Exercise description:
Return every entry below verbatim, leaving out the pictures.

--- Start ---

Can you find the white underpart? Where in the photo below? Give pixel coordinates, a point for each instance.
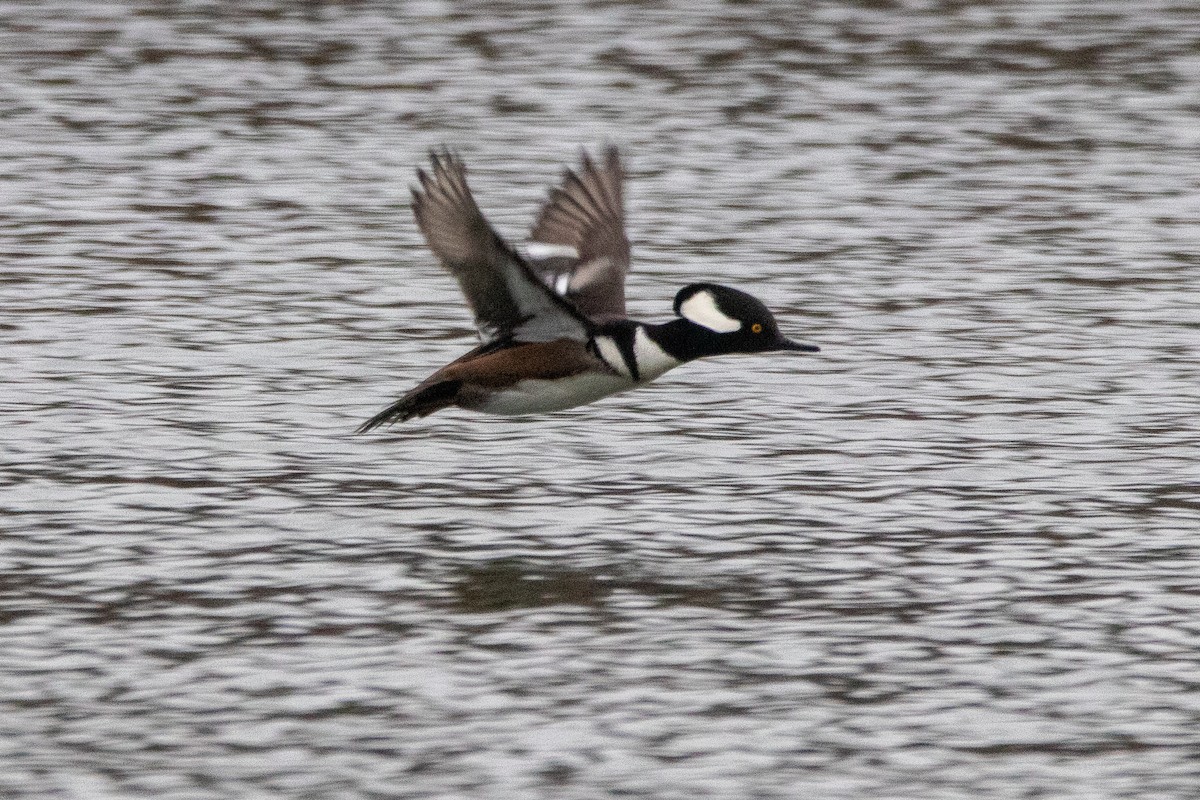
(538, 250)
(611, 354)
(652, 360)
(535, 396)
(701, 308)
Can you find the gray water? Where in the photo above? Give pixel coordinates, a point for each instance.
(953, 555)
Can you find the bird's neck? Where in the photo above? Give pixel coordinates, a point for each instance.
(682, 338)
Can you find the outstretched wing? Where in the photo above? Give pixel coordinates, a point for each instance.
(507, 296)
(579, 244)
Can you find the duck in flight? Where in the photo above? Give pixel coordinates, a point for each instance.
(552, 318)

--- End ---

Complete answer:
Can you find the white underpart? Where in the photo below? Give pixel coordinates, a point for each instance.
(538, 250)
(611, 354)
(652, 360)
(535, 396)
(701, 308)
Can you find the gray water? Where in the photo above? Give pixel coordinates, a point for each instance.
(953, 555)
Can you find the bird's neck? Where in the photo above? Give pixel coordinates, a point for each instance.
(682, 338)
Can you find the outstretched wing? Where in the photo above? Give pixel coordinates, a point for each instance.
(507, 296)
(579, 244)
Can you find the duck in flight? Where in the photo above? Give pixel coordinates, a point for each instance.
(552, 318)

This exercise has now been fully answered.